Each terminal station is a slight upgrade from the simplest possible "stop" one can build in Minecraft. Placing a single powered rail up a one block incline, with a button controlling the powered rail, forms both a brake and a "launcher". Normally, placing a minecart down on a powered rail and then adding power to that section of rail will produce no motion; power only exaggerates existing motion, rather than creating it. Placing a cart on an inclined power rail that is normally unpowered, but is activated by a nearby button, allows for a stop that collects and stops incoming carts, lets the player board the cart, and then take off at the press of a button. While the rail is unpowered, the braking function holds the cart in place against the pull of gravity. When the rail is powered by pressing the button, the powered rail accelerates the cart down the incline and further along the track, exaggerating the motion beyond what would have been possible just by pushing a minecart down an incline of normal track.
While the button can be retained as a manual override, the addition of more powered rails and two other elements can make these terminals fully automated. First, ahead of the station, 2-3 constantly powered rails are added, to make sure that even empty carts are accelerating at full speed towards the stop. This ensures that even empty carts stop as high up on the inclined launch rail as possible, and prevents system failure due to a stopped cart. It also provides the speed necessary to get over the slight braking function caused by the next new element: the detector rail. A single piece of detector rail converts some of the cart's kinetic energy into an electrical signal. The detector rail is wired to several redstone repeaters in serial fashion, terminating on the launch's power rail.

▶ _Task set_
1 > Write out the Minecraft terminal passage between "While the button" and "launch's power rail.", inclusive.
2 > In one to three sentences, explain why the Minecraft terminal passage adds 2-3 constantly powered rails ahead of the station.
3 > According to the Minecraft terminal passage, what is the detector rail wired to?
The material after this has no connection to the Minecraft terminal passage.

▶ _Supplied information_
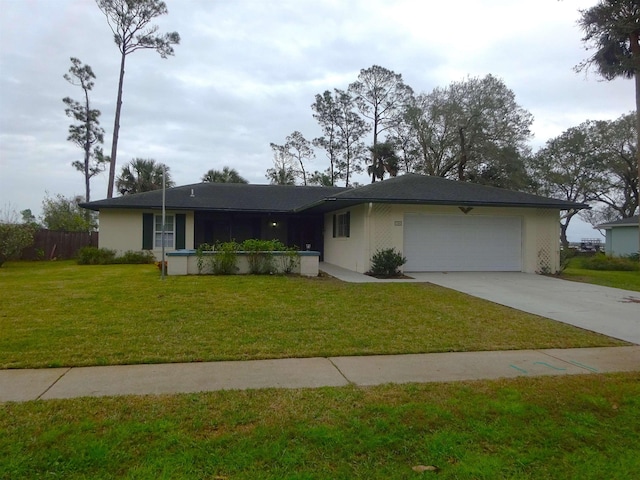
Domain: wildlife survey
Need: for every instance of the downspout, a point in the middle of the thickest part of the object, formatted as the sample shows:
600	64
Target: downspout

▶ _Answer set_
1 >
While the button can be retained as a manual override, the addition of more powered rails and two other elements can make these terminals fully automated. First, ahead of the station, 2-3 constantly powered rails are added, to make sure that even empty carts are accelerating at full speed towards the stop. This ensures that even empty carts stop as high up on the inclined launch rail as possible, and prevents system failure due to a stopped cart. It also provides the speed necessary to get over the slight braking function caused by the next new element: the detector rail. A single piece of detector rail converts some of the cart's kinetic energy into an electrical signal. The detector rail is wired to several redstone repeaters in serial fashion, terminating on the launch's power rail.

2 > They make sure even empty carts accelerate at full speed toward the stop. That way empty carts stop as high up on the inclined launch rail as possible, which prevents system failure due to a stopped cart. The speed also lets carts get over the slight braking caused by the detector rail.

3 > It is wired to several redstone repeaters in serial fashion, terminating on the launch's power rail.